On sait dès lors que Geneviève Desrosiers sera à la croisée des joueurs et des mélancoliques ; elle aura l'Oulipo et Laforgue dans la lunette, et deux autres grands présents à ses fenêtres : Nelligan et Ducharme. C'est avec des segments simples, amusés, des glissements de sens impromptus, naturellement surréalistes, qu'avancent, que dégringolent ses poèmes comme un beau dégoncement de portes :

 

« Tentons d'être stoïque. Apolitique. Lubrique. Ludique. Magnifique. Idyllique. Apoplexique. Cadavérique. Lyrique et bête. »

 

Elle qui était aussi artiste plasticienne arrange la feuille comme une installation. On tombe devant des vers d'un mot, puis des proses qui éclatent en d'autres vers d'un mot, fragments de dialogues, paroles échangées entre inconnus. Une poésie d'enfance nous est donnée, non pas immature, mais poésie du jeu de mot, qui ne se prive pas de lyrisme, car, n'oublions pas : les enfants sont aussi nostalgiques que les vieillards. On pourrait également évoquer cet art naïf, drôle et triste, drôle car désespéré, d'une enfance qui singe l'âge adulte, comme les adultes ne savent plus singer les trop sérieux adultes ; voici son fameux « Nous » d'où tout part :

 

« (…) Nous donnerons des perles aux cochons, des sous aux pauvres, de l'alcool aux alcooliques, des baisers aux amoureux, de la viande aux chiens, des poissons aux oiseaux et du blé aux assassins. (…) Nous mettrons nos mères et nos pères au champ d'honneur. / Les alchimistes gérontologues feront le pied de grue devant des fenêtres que nous aurons nombreuses et propres. / La musique adoucira nos mœurs terribles et dégradantes. » etc.

▶ _ENREGISTREMENTS CONSERVÉS_:

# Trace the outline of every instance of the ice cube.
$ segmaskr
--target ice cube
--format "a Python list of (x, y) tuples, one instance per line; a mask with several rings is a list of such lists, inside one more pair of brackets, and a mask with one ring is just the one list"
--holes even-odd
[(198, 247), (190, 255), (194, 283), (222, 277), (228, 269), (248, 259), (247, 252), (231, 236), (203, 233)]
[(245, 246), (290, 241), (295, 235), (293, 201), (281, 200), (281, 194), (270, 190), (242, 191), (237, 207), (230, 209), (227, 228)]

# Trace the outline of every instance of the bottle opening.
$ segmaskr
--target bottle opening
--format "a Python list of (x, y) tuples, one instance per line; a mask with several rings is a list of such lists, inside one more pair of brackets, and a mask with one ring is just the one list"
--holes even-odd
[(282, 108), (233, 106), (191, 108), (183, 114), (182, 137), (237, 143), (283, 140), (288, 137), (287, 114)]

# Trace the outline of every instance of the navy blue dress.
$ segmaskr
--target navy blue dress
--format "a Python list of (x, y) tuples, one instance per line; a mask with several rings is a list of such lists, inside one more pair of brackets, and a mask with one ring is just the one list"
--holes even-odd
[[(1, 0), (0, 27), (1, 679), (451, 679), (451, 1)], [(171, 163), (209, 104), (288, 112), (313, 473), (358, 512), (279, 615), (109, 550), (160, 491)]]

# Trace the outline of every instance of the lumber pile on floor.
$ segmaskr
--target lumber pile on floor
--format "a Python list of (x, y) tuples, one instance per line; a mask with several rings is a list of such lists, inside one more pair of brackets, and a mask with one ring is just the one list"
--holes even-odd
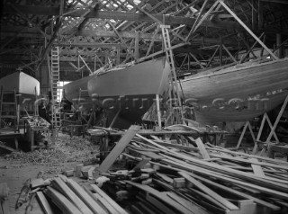
[[(39, 180), (39, 179), (36, 179)], [(128, 213), (104, 192), (94, 183), (80, 185), (72, 179), (59, 174), (47, 183), (32, 185), (45, 214), (114, 214)], [(32, 182), (32, 184), (33, 181)], [(45, 184), (44, 184), (45, 183)]]
[[(95, 172), (103, 188), (131, 213), (285, 213), (288, 163), (203, 144), (183, 144), (150, 135), (128, 134), (125, 170), (109, 171), (104, 160)], [(113, 160), (119, 151), (112, 149)], [(108, 156), (109, 157), (109, 156)], [(107, 157), (107, 158), (108, 158)], [(100, 169), (100, 170), (99, 170)]]
[(0, 214), (9, 214), (9, 188), (6, 183), (0, 183)]

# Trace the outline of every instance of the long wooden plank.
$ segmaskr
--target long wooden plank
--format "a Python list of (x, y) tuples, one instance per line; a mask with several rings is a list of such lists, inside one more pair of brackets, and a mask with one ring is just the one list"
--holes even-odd
[[(251, 160), (253, 162), (258, 162), (258, 160), (256, 158), (251, 158)], [(260, 177), (265, 177), (265, 173), (263, 172), (261, 165), (252, 164), (251, 166), (252, 166), (253, 172), (256, 175), (260, 176)]]
[(93, 193), (93, 195), (109, 210), (110, 213), (120, 213), (104, 197), (102, 197), (98, 193)]
[(220, 208), (221, 210), (224, 210), (226, 211), (230, 211), (230, 210), (225, 207), (223, 204), (221, 204), (220, 202), (219, 202), (217, 200), (215, 200), (213, 197), (211, 197), (209, 194), (205, 194), (203, 192), (202, 192), (201, 191), (197, 191), (195, 189), (193, 188), (189, 188), (189, 191), (191, 191), (191, 192), (189, 192), (190, 194), (193, 195), (200, 195), (201, 199), (204, 199), (204, 200), (201, 200), (201, 201), (208, 201), (209, 203), (212, 203), (213, 205), (218, 206), (219, 208)]
[(93, 198), (91, 198), (77, 183), (68, 179), (67, 183), (94, 214), (107, 214), (107, 212)]
[[(1, 208), (2, 206), (2, 208)], [(0, 201), (0, 209), (3, 209), (4, 214), (10, 214), (9, 199)]]
[(37, 198), (45, 214), (54, 214), (53, 210), (48, 202), (42, 192), (36, 192)]
[(238, 162), (250, 164), (250, 165), (262, 165), (262, 166), (269, 166), (269, 167), (276, 168), (276, 169), (288, 170), (288, 167), (286, 165), (275, 165), (275, 164), (269, 164), (269, 163), (266, 163), (266, 162), (255, 161), (255, 158), (254, 159), (251, 158), (250, 160), (246, 160), (246, 159), (239, 158), (239, 157), (224, 156), (220, 156), (220, 155), (217, 155), (217, 154), (211, 154), (211, 156), (215, 156), (215, 157), (220, 157), (220, 158), (222, 158), (222, 159), (238, 161)]
[(93, 214), (90, 209), (78, 198), (78, 196), (76, 195), (76, 193), (74, 193), (70, 188), (68, 188), (68, 186), (60, 178), (54, 178), (51, 183), (57, 189), (59, 189), (59, 191), (66, 197), (68, 197), (79, 209), (79, 210), (81, 210), (82, 213)]
[(137, 183), (130, 182), (130, 181), (125, 181), (125, 183), (128, 184), (130, 184), (130, 185), (132, 185), (141, 191), (148, 192), (148, 194), (152, 195), (153, 197), (157, 198), (158, 200), (160, 200), (161, 201), (166, 202), (166, 204), (169, 204), (170, 206), (172, 206), (173, 208), (175, 208), (176, 210), (178, 210), (181, 213), (184, 213), (184, 214), (196, 213), (196, 212), (192, 212), (191, 210), (189, 210), (185, 207), (184, 207), (181, 204), (171, 200), (166, 194), (161, 193), (160, 192), (151, 188), (150, 186), (143, 185), (143, 184)]
[(202, 192), (207, 193), (211, 197), (212, 197), (214, 200), (224, 205), (226, 208), (229, 210), (238, 210), (238, 207), (235, 206), (233, 203), (229, 201), (228, 200), (224, 199), (222, 196), (219, 195), (202, 183), (198, 182), (196, 179), (191, 177), (184, 172), (178, 172), (178, 174), (183, 176), (185, 180), (187, 180), (189, 183), (193, 183), (195, 188), (198, 188)]
[[(191, 137), (188, 137), (189, 138)], [(209, 159), (210, 156), (205, 148), (205, 146), (203, 144), (203, 142), (202, 141), (202, 139), (200, 138), (196, 138), (195, 143), (197, 144), (197, 147), (199, 148), (199, 152), (202, 155), (203, 159)]]
[[(274, 195), (274, 197), (277, 197), (279, 199), (288, 200), (288, 194), (287, 193), (276, 191), (274, 189), (263, 187), (263, 186), (260, 186), (260, 185), (256, 185), (256, 184), (254, 184), (254, 183), (249, 183), (248, 182), (244, 182), (244, 181), (240, 181), (240, 180), (236, 180), (236, 179), (231, 178), (231, 177), (227, 177), (224, 174), (217, 174), (215, 172), (205, 170), (205, 169), (194, 166), (194, 165), (185, 165), (184, 163), (178, 164), (178, 163), (175, 163), (175, 161), (170, 161), (168, 159), (165, 159), (162, 162), (164, 162), (164, 163), (166, 163), (166, 164), (167, 164), (169, 165), (176, 166), (177, 168), (175, 168), (175, 169), (177, 169), (176, 171), (179, 171), (179, 169), (184, 169), (184, 170), (188, 171), (188, 172), (195, 172), (197, 174), (204, 174), (206, 176), (215, 177), (215, 178), (220, 179), (221, 181), (230, 182), (231, 183), (237, 183), (237, 184), (241, 184), (241, 185), (246, 186), (246, 187), (254, 188), (254, 189), (258, 190), (260, 192), (263, 192), (265, 193), (267, 193), (267, 194), (270, 194), (270, 195)], [(155, 162), (152, 162), (152, 164), (158, 165), (161, 165), (161, 166), (164, 166), (164, 167), (166, 166), (166, 165), (160, 165), (160, 164), (155, 163)], [(171, 166), (169, 166), (168, 168), (172, 169)], [(189, 174), (189, 173), (188, 173), (188, 174)], [(252, 175), (252, 174), (251, 174), (251, 175)]]
[(196, 211), (197, 214), (204, 214), (204, 213), (207, 214), (207, 211), (202, 208), (201, 208), (198, 204), (191, 202), (186, 199), (180, 197), (179, 195), (177, 195), (173, 192), (167, 192), (166, 195), (171, 199), (173, 199), (174, 201), (177, 201), (178, 203), (182, 204), (188, 210), (190, 210), (192, 212), (194, 212), (195, 210), (197, 210)]
[(12, 147), (6, 147), (6, 146), (4, 146), (4, 145), (2, 145), (2, 144), (0, 144), (0, 147), (3, 147), (3, 148), (4, 148), (4, 149), (7, 149), (7, 150), (9, 150), (9, 151), (11, 151), (11, 152), (17, 152), (17, 150), (14, 149), (14, 148), (12, 148)]
[(84, 214), (69, 200), (68, 200), (68, 198), (55, 189), (49, 186), (47, 187), (45, 193), (63, 211), (63, 213)]
[(210, 184), (210, 185), (212, 185), (218, 189), (220, 189), (220, 190), (223, 190), (227, 192), (230, 192), (230, 193), (232, 193), (232, 194), (235, 194), (237, 196), (240, 196), (240, 197), (243, 197), (244, 199), (250, 199), (250, 200), (253, 200), (256, 203), (258, 203), (262, 206), (265, 206), (265, 207), (267, 207), (267, 208), (270, 208), (274, 210), (280, 210), (280, 207), (278, 206), (275, 206), (274, 204), (272, 204), (272, 203), (269, 203), (267, 201), (262, 201), (262, 200), (259, 200), (257, 198), (255, 198), (249, 194), (247, 194), (247, 193), (244, 193), (242, 192), (239, 192), (239, 191), (237, 191), (237, 190), (234, 190), (230, 187), (227, 187), (227, 186), (224, 186), (222, 184), (220, 184), (218, 183), (215, 183), (215, 182), (212, 182), (212, 180), (209, 180), (209, 179), (206, 179), (206, 178), (203, 178), (202, 176), (199, 176), (199, 175), (196, 175), (193, 173), (190, 173), (189, 174), (190, 176), (193, 176), (194, 178), (197, 178), (198, 180), (200, 180), (201, 182), (202, 183), (205, 183), (207, 184)]
[[(256, 175), (248, 174), (248, 173), (228, 168), (228, 167), (221, 166), (221, 165), (216, 165), (213, 163), (209, 163), (209, 162), (205, 162), (205, 161), (199, 160), (196, 158), (193, 158), (193, 157), (190, 157), (187, 156), (183, 156), (182, 154), (180, 154), (178, 152), (175, 152), (171, 149), (168, 149), (166, 147), (162, 147), (162, 146), (157, 144), (156, 142), (154, 142), (154, 141), (152, 141), (152, 140), (150, 140), (150, 139), (148, 139), (140, 134), (136, 134), (136, 136), (140, 137), (140, 138), (144, 139), (145, 141), (148, 142), (149, 144), (152, 144), (153, 146), (156, 146), (157, 147), (161, 148), (164, 153), (166, 153), (166, 154), (168, 154), (172, 156), (175, 156), (176, 158), (182, 158), (183, 160), (190, 161), (194, 165), (201, 165), (202, 168), (210, 169), (214, 172), (220, 172), (222, 174), (224, 173), (228, 175), (231, 175), (231, 176), (238, 177), (243, 180), (254, 182), (255, 183), (258, 183), (259, 185), (265, 185), (267, 187), (271, 187), (273, 189), (277, 189), (279, 191), (288, 192), (288, 186), (284, 185), (284, 183), (275, 183), (273, 181), (268, 181), (266, 179), (260, 178), (258, 176), (256, 176)], [(186, 163), (184, 163), (184, 164), (186, 165)]]
[(256, 155), (249, 155), (249, 154), (246, 154), (246, 153), (242, 153), (242, 152), (235, 152), (235, 151), (228, 150), (228, 149), (225, 149), (225, 148), (220, 148), (219, 147), (206, 147), (206, 149), (219, 151), (219, 152), (225, 152), (225, 153), (229, 153), (229, 154), (232, 154), (232, 155), (236, 155), (236, 156), (255, 157), (255, 158), (257, 158), (259, 160), (264, 160), (264, 161), (266, 161), (266, 162), (269, 162), (269, 163), (274, 163), (274, 164), (276, 164), (276, 165), (287, 165), (287, 167), (288, 167), (288, 162), (286, 162), (286, 161), (271, 159), (271, 158), (268, 158), (268, 157), (259, 156), (256, 156)]
[(118, 203), (116, 203), (112, 198), (110, 198), (103, 190), (101, 190), (97, 185), (91, 184), (90, 185), (94, 191), (96, 192), (99, 195), (104, 198), (112, 207), (114, 207), (120, 213), (128, 214), (125, 210), (123, 210)]
[(113, 149), (109, 153), (107, 157), (104, 160), (104, 162), (100, 165), (98, 168), (95, 168), (95, 176), (99, 174), (99, 173), (106, 173), (110, 166), (115, 162), (120, 154), (125, 149), (127, 145), (130, 142), (130, 140), (134, 138), (136, 133), (140, 129), (140, 126), (132, 125), (129, 128), (129, 129), (125, 132), (122, 138), (119, 140)]

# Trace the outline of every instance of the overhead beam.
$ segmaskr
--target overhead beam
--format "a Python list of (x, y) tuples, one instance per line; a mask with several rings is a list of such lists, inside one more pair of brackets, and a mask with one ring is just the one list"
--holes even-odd
[(260, 0), (261, 2), (268, 2), (268, 3), (279, 3), (288, 4), (287, 0)]
[[(22, 13), (25, 14), (36, 14), (36, 15), (58, 15), (58, 7), (46, 7), (46, 6), (29, 6), (29, 5), (14, 5), (13, 7), (21, 10)], [(15, 13), (15, 11), (11, 5), (4, 5), (4, 10), (5, 13)], [(64, 10), (64, 16), (80, 17), (85, 13), (87, 9)], [(185, 24), (193, 26), (195, 19), (184, 17), (184, 16), (172, 16), (166, 14), (151, 14), (158, 20), (165, 20), (165, 24)], [(98, 19), (113, 19), (113, 20), (126, 20), (136, 22), (155, 22), (149, 16), (143, 13), (130, 13), (130, 12), (119, 12), (119, 11), (92, 11), (86, 16), (86, 18), (98, 18)], [(223, 29), (238, 29), (241, 26), (236, 22), (225, 22), (225, 21), (204, 21), (203, 26)]]
[[(18, 26), (5, 26), (1, 25), (1, 38), (4, 36), (14, 36), (14, 33), (18, 32), (22, 27)], [(77, 30), (75, 29), (76, 31)], [(49, 31), (48, 31), (49, 32)], [(59, 31), (60, 35), (69, 35), (68, 33), (63, 33), (63, 31)], [(119, 31), (119, 34), (122, 38), (135, 38), (136, 34), (132, 31)], [(114, 31), (104, 31), (104, 30), (81, 30), (76, 31), (76, 36), (86, 36), (86, 37), (118, 37)], [(39, 33), (36, 28), (26, 27), (18, 35), (18, 37), (32, 37), (32, 38), (44, 38), (41, 34)], [(139, 38), (144, 40), (150, 40), (153, 37), (152, 33), (141, 33), (139, 32)], [(161, 34), (157, 34), (155, 40), (162, 40)]]
[(104, 49), (125, 49), (122, 44), (97, 43), (97, 42), (55, 42), (55, 45), (62, 47), (104, 48)]

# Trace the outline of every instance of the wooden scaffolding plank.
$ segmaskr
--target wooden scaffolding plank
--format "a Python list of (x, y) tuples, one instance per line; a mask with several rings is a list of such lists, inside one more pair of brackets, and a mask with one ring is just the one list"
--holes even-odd
[(132, 125), (129, 128), (126, 133), (119, 140), (113, 149), (109, 153), (107, 157), (100, 165), (98, 168), (94, 170), (94, 176), (97, 176), (99, 173), (106, 173), (110, 166), (115, 162), (120, 154), (125, 149), (130, 141), (134, 138), (136, 133), (140, 129), (140, 126)]

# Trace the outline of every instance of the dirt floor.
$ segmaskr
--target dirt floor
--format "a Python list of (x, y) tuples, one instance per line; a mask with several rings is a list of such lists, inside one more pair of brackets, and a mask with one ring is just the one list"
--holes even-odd
[[(21, 143), (21, 142), (20, 142)], [(59, 133), (54, 148), (33, 152), (4, 153), (0, 151), (0, 183), (6, 183), (9, 192), (10, 213), (25, 213), (26, 204), (15, 210), (16, 201), (29, 178), (54, 177), (62, 171), (74, 169), (77, 164), (97, 164), (98, 145), (90, 138), (70, 137)], [(38, 213), (37, 210), (32, 213)]]

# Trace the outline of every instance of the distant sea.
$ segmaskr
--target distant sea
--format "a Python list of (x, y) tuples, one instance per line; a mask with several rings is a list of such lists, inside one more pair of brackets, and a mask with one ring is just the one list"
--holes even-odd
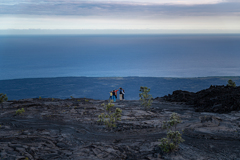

▶ _SÉRIE D'EXERCICES_:
1 - Dans le texte source, relevez s'il vous plaît tout ce que le « nous » de la citation commençant par « Nous donnerons » promet de donner, avec le destinataire de chaque don.
2 - Réécrivez une partie des enregistrements en remplaçant « Trace the outline » par « Draw the outline » et sans rien modifier d'autre. Partez du début des enregistrements et arrêtez-vous après la ligne qui contient « 550), (160, 491)]] ».
Les enregistrements n'ont aucun rapport avec le texte source.

▶ _CORRIGÉ COMPLET_:
1 - Des perles aux cochons, des sous aux pauvres, de l'alcool aux alcooliques, des baisers aux amoureux, de la viande aux chiens, des poissons aux oiseaux et du blé aux assassins.

2 -
# Draw the outline of every instance of the ice cube.
$ segmaskr
--target ice cube
--format "a Python list of (x, y) tuples, one instance per line; a mask with several rings is a list of such lists, inside one more pair of brackets, and a mask with one ring is just the one list"
--holes even-odd
[(198, 247), (190, 255), (194, 283), (222, 277), (228, 269), (248, 259), (247, 252), (231, 236), (203, 233)]
[(245, 246), (290, 241), (295, 235), (293, 201), (281, 200), (281, 194), (270, 190), (242, 191), (237, 207), (230, 209), (227, 228)]

# Draw the outline of every instance of the bottle opening.
$ segmaskr
--target bottle opening
--format "a Python list of (x, y) tuples, one instance per line; a mask with several rings is a list of such lists, inside one more pair of brackets, and a mask with one ring is just the one list"
--holes even-odd
[(282, 108), (233, 106), (191, 108), (183, 114), (182, 137), (237, 143), (283, 140), (288, 137), (287, 114)]

# Draw the outline of every instance of the navy blue dress.
$ segmaskr
--target navy blue dress
--format "a Python list of (x, y) tuples, one instance per line; a mask with several rings is a list of such lists, inside one more pair of brackets, and a mask with one ring is just the one list"
--holes even-odd
[[(1, 0), (0, 27), (1, 679), (451, 679), (451, 1)], [(171, 163), (209, 104), (288, 112), (313, 473), (358, 512), (279, 615), (109, 550), (160, 491)]]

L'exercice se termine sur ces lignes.